*Выдержка из данных:*
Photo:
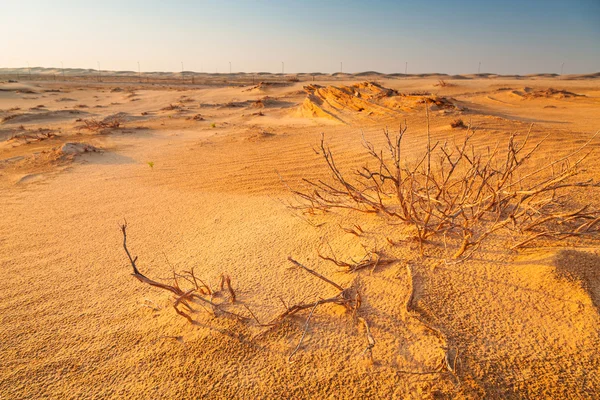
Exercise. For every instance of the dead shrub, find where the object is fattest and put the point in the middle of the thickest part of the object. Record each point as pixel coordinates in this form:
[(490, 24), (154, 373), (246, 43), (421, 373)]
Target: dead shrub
[(458, 123), (458, 194)]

*Письменное задание:* Перепишите все пункты выше полностью, вместе с текстом заданий, и увеличьте на 44 каждую координату точек в ответах, не меняя чисел в заданиях и в образцах формата. Изображения в ответ не включайте.

*Готовый ответ:*
Photo:
Exercise. For every instance of the dead shrub, find where the object is fattest and put the point in the middle of the thickest part of the object. Record each point as pixel coordinates in this form:
[(490, 24), (154, 373), (246, 43), (421, 373)]
Target: dead shrub
[(502, 167), (502, 238)]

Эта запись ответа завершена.